## Begin EXTRACT TO READ
Risk When Seller is in Breach

Text of Article
A. Effect of Non-Conformity of Goods on Risk in Transit
      (1) Fundamental Breach and Risk in Transit
            (a) Partial Avoidance
            (b) Damages Based on Transit Casualty
            (c) Requiring Delivery of Substitute Goods
B. Casualty to Non-Conforming Goods After Receipt by Buyer

§379 In Article 69(1) we saw that when the buyer "commits a breach of contract by failing to take delivery" this breach may transfer risk to the buyer. Article 70 addresses the question whether a breach of contract by the seller (e.g., by dispatching non-conforming goods) will prevent the risk from passing to the buyer.

Article 70 [1]

"If the seller has committed a fundamental breach of contract, articles 67, 68 and 69 do not impair the remedies available to the buyer on account of the breach."

§380 A. Effect of Non-Conformity of Goods on Risk in Transit

Article 70 applies only when "the seller has committed a fundamental breach of contract." To see the significance of this provision we need to consider the effect of breach that is not "fundamental."
## End EXTRACT TO READ
## Begin SUPPLIED DATA
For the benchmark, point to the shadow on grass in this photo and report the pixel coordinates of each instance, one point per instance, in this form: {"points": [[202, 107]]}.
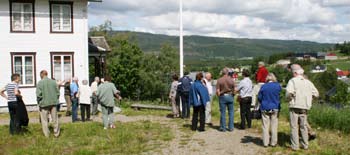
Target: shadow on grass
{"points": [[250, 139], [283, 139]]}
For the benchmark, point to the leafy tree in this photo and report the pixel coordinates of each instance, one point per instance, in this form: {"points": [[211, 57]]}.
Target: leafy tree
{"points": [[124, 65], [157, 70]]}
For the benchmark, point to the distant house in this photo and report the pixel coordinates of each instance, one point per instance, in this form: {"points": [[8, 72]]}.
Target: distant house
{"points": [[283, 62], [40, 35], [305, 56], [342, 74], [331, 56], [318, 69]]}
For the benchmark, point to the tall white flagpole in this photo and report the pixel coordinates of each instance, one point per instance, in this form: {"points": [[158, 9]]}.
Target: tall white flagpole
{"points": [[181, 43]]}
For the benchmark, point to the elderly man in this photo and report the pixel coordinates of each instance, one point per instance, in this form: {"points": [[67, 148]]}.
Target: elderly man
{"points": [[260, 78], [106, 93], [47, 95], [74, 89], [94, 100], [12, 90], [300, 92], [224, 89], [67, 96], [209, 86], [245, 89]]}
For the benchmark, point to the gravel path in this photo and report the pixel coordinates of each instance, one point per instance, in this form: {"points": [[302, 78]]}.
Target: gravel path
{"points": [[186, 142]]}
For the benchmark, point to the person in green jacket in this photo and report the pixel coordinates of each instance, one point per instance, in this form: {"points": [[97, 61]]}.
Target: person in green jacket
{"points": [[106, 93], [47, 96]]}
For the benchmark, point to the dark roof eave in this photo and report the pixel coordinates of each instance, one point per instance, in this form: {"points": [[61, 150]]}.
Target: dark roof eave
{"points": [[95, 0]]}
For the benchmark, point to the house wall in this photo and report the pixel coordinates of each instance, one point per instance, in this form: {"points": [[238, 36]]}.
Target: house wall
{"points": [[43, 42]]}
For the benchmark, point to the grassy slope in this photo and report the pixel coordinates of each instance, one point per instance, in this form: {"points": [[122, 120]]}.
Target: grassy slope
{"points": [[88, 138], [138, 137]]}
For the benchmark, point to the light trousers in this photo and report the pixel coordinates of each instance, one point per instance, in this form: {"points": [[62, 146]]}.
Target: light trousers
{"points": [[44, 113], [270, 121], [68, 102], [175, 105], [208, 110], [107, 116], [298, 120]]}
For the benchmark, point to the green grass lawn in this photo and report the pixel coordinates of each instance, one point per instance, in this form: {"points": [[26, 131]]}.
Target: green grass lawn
## End SUPPLIED DATA
## Begin SUPPLIED DATA
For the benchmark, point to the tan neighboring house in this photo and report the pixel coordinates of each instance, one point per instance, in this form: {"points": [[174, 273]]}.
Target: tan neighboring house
## End SUPPLIED DATA
## Begin SUPPLIED DATA
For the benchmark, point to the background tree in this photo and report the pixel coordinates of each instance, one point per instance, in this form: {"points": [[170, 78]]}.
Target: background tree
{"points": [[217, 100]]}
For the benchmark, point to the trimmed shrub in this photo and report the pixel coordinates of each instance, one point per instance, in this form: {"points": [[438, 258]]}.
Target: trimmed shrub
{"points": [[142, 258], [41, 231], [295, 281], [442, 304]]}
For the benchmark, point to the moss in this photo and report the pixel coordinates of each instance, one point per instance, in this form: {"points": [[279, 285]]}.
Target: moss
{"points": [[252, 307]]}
## End SUPPLIED DATA
-- PROBLEM DESCRIPTION --
Can you restate more briefly the paragraph beginning "§379 In Article 69(1)" in the text on risk when the seller is in breach, keeping its main facts?

-- FINAL RESULT --
Under Article 69(1), a buyer's breach by failing to take delivery may move the risk to the buyer. Article 70 takes up whether a seller's breach, such as dispatching non-conforming goods, keeps the risk from passing to the buyer.